Content starts

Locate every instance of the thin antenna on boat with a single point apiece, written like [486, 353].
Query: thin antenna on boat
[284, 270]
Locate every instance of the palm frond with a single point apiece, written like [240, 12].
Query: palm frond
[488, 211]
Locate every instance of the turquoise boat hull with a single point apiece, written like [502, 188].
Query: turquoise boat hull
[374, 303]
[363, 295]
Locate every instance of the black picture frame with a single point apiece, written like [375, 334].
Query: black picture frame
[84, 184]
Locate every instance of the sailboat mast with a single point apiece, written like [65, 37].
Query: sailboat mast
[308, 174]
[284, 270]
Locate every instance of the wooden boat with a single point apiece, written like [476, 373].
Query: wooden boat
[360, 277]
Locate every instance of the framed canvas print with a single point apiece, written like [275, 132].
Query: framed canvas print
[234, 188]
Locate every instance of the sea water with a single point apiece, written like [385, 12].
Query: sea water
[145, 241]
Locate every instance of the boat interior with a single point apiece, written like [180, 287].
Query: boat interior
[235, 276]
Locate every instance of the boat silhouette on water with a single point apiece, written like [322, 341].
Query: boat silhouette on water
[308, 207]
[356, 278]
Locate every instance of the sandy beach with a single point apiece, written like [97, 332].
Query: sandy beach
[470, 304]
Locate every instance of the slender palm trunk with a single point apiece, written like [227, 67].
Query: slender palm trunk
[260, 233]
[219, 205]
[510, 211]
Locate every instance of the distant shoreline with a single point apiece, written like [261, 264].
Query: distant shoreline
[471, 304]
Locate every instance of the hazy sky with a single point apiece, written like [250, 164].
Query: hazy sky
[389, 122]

Content ends

DIRECTIONS:
Print nothing but the lines from the one that contains "Query: boat interior" to the final line of the data, both included, exactly as they read.

EXERCISE OUTPUT:
Query: boat interior
[235, 276]
Locate every instance of the boat silhouette on water with a single point apiece, written like [322, 341].
Query: boat silhouette on water
[308, 207]
[356, 278]
Locate every instance of the sandy beach with a single point apiece, written like [97, 332].
Query: sandy beach
[470, 304]
Locate every instance of the slender palm trunk with a single point apiece, written like [227, 67].
Query: slender palm trunk
[260, 233]
[219, 205]
[510, 211]
Locate every instance of the distant shoreline with a single point apiece, written like [261, 264].
Query: distant shoreline
[471, 304]
Locate every instance of the hazy sky with a single point apiece, written like [250, 164].
Query: hazy sky
[389, 122]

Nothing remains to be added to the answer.